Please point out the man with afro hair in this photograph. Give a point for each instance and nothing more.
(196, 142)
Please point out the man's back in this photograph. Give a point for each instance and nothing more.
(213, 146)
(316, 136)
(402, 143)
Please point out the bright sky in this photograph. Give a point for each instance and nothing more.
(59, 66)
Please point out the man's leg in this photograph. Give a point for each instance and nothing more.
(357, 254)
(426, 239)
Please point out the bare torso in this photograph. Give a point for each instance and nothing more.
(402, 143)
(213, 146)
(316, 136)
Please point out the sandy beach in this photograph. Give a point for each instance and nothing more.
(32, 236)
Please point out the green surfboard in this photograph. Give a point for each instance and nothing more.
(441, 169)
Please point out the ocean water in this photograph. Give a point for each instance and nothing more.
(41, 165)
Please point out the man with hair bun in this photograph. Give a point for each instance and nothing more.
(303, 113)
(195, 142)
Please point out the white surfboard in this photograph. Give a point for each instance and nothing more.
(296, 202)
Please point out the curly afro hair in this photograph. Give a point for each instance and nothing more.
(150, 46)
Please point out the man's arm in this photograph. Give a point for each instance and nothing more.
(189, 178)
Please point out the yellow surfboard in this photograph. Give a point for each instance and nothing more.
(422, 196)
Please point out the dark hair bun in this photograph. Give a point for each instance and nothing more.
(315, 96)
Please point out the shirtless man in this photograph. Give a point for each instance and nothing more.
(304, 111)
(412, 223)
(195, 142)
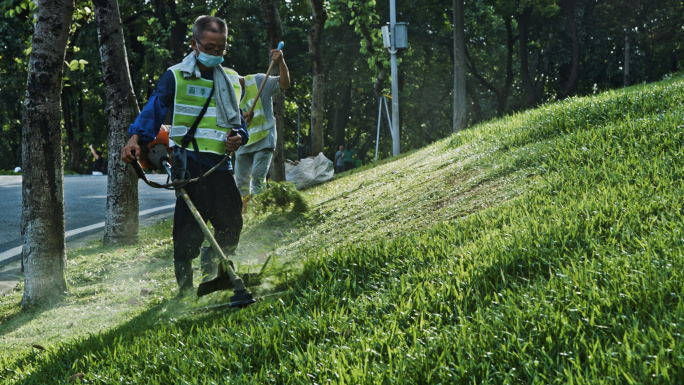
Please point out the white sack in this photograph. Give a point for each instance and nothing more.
(310, 171)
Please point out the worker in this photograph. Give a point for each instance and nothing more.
(100, 164)
(253, 159)
(184, 89)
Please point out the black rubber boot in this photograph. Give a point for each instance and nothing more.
(209, 264)
(184, 276)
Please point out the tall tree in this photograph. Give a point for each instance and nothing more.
(318, 87)
(459, 121)
(121, 220)
(274, 34)
(42, 219)
(571, 84)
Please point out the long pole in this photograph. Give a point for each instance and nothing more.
(299, 129)
(377, 137)
(396, 148)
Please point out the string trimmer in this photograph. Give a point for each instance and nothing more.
(158, 156)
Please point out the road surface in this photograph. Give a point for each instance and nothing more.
(85, 199)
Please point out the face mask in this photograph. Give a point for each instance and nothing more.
(209, 60)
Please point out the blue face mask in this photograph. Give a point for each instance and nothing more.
(209, 60)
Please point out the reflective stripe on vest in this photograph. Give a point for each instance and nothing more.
(258, 127)
(191, 95)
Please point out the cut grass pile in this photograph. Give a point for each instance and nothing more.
(541, 248)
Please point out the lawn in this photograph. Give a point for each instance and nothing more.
(545, 247)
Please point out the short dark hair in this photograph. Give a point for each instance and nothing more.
(206, 23)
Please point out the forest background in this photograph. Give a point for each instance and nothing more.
(518, 54)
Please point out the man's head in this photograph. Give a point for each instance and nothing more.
(209, 35)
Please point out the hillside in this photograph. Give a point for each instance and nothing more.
(545, 247)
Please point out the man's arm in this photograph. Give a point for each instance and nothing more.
(242, 137)
(147, 124)
(277, 56)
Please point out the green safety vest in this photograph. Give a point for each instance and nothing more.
(258, 127)
(191, 95)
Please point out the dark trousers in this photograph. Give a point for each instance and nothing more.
(218, 201)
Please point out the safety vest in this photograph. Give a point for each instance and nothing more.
(258, 127)
(191, 95)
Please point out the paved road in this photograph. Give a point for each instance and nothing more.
(85, 199)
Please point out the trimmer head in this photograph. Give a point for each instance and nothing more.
(216, 284)
(242, 299)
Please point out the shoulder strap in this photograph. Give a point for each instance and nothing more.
(190, 135)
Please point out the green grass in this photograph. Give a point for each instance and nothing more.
(545, 247)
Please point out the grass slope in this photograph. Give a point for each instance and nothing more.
(545, 247)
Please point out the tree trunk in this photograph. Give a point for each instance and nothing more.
(42, 219)
(460, 121)
(574, 71)
(523, 26)
(274, 34)
(318, 88)
(341, 117)
(121, 221)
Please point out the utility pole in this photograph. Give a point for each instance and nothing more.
(394, 38)
(396, 147)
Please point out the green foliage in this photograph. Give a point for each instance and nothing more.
(572, 274)
(281, 197)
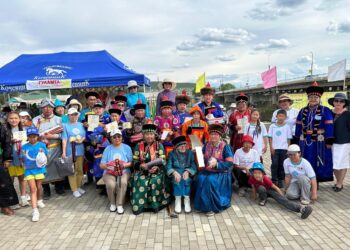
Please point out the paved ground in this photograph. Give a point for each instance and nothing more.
(86, 223)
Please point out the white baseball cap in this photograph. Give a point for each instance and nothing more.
(116, 132)
(73, 111)
(294, 148)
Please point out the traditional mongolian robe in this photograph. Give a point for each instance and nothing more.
(170, 123)
(53, 145)
(314, 129)
(149, 192)
(236, 138)
(200, 130)
(181, 162)
(213, 109)
(214, 186)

◇ ◇ ◇ ◇

The answer must be an exact copy of every record above, minus the pictures.

Please point out the man with afro hair in this photograph. Give a point for each instance and nothing more.
(196, 142)
Please point out the man's back in this photograph. Give a point for each instance and nothing more.
(213, 146)
(316, 136)
(402, 143)
Please point out the bright sky in this photograph. Give a point for each instance and nothing more.
(59, 66)
Please point out the man's leg in this photograph. Give a point for each instance and nothing more.
(357, 254)
(426, 239)
Please point out the bare torso in this photograph. Give a point for each instance and nothing more.
(402, 143)
(213, 146)
(316, 136)
Please point out the sandy beach in this photograph. Give a point for each instance and nothing more.
(32, 236)
Please point out the green surfboard in this photograph. Give a point for each instance and nothing more.
(441, 169)
Please point out the ocean water in this photograph. Give a point for each instance and nothing more.
(41, 165)
Please point out the man with hair bun in this photograph. Give a point for each instance and nothing more.
(303, 113)
(195, 142)
Please point out the white surfboard in this photograph. Give a point for each instance and nothing more.
(296, 202)
Please point out the curly afro hair in this photograph. Give a point for each instance and nothing more.
(150, 46)
Please point out the man's arm in this photograph. Give a point for each instance and nothing more.
(189, 178)
Please point out the yellow surfboard in this photograph. Give a point for each instance and nothing more.
(422, 196)
Please point out the dark hair bun in this photograph. Give a point for each instance and nothing more.
(315, 96)
Please point out the shirtless man in this photograph. Give a point for each instance and nothing more.
(304, 111)
(412, 223)
(195, 142)
Please point out the white sack in this photograph. Give a point for each instance and nothing more.
(310, 171)
Please point out the worker in this photograph. Give a point for each instance and nothing more.
(100, 164)
(253, 159)
(184, 89)
Please point out the black rubber boot in this photograph. Give a point for each instance and nothing more.
(209, 264)
(184, 276)
Please point out the tall tree in this photograph. Give a point for each instance and nothing more.
(318, 87)
(459, 121)
(121, 220)
(274, 34)
(42, 219)
(571, 84)
Please point out the long pole in this photograph. Give a point for each instance and nothing more.
(299, 129)
(377, 137)
(396, 148)
Please point out the string trimmer in this photograph. Give a point for each instance and nothing more.
(158, 156)
Please point out the road surface in this photograph. Give a point for each instance and nothing more.
(85, 199)
Please point out the face mask in this photograph. Give a point for each instance and nothing more.
(209, 60)
Please point out the blue face mask in this photograph. Give a point for each instance and nothing more.
(209, 60)
Please point out the reflective stripe on vest in this photograph. Give a point for each instance and nothing more.
(258, 127)
(191, 95)
Please point out the cut grass pile in this photograph. Give a point for each instance and nothing more.
(541, 248)
Please point out the lawn in this photograph. Give a point for each instance and nothing more.
(545, 247)
Please point out the short dark hair in this photograph. Give a point for each instance and nothing more.
(206, 23)
Please point out the forest background in this photograph. Give a point for each instance and nothing more.
(518, 54)
Please point out the man's head in this photograph. Give a point for each instance and nothing more.
(209, 35)
Please point out the hillside in this photograph. Give a point for each instance and nothing more.
(545, 247)
Please point out the man's arm in this photograph. Give a point for each instance and nothing more.
(242, 137)
(147, 124)
(277, 56)
Please point out the green safety vest in this photograph. Give a point for each instance and nothing more.
(258, 127)
(191, 95)
Please point out the dark trousers in this photograph. Give a point for each instance and nothing more.
(218, 201)
Please point out the safety vest in this photograph. Give a point for each instance and nothing more.
(258, 127)
(191, 95)
Please point out the paved road in this photograph. Give a point for each instance and nothing more.
(85, 199)
Please point out the trimmer head in this photograph. Give a point for each instance and nothing more.
(216, 284)
(242, 299)
Please point out the shoulder strap in this photograph. Give a point for each instance and nothing more.
(190, 135)
Please point out the green grass in this photograph. Give a point for each instance and nothing more.
(545, 247)
Please point out the grass slope in this photograph. Give a point for each instance and nothing more.
(545, 247)
Please point out the tree trunk in this photograph. Give a point for each instance and nothing more.
(42, 219)
(460, 121)
(574, 71)
(523, 26)
(274, 34)
(318, 88)
(341, 117)
(121, 221)
Please point out the utility pole in this photograph. Give a point for each instance and nothing more.
(394, 38)
(396, 147)
Please point out the green foliage in this photograph. Give a point for each instance and nothing more.
(572, 274)
(281, 197)
Please point out the paved ground in this photograph. Give a point for each instance and nothing more.
(86, 223)
Please point out the white baseball cap in this photograph. Give a point for each instance and nothing more.
(116, 132)
(73, 111)
(294, 148)
Please point out the traditional mongolian robe in this photograph. Give a point for each instance and nothing more.
(170, 123)
(53, 145)
(314, 129)
(149, 192)
(236, 138)
(200, 130)
(181, 162)
(213, 109)
(214, 186)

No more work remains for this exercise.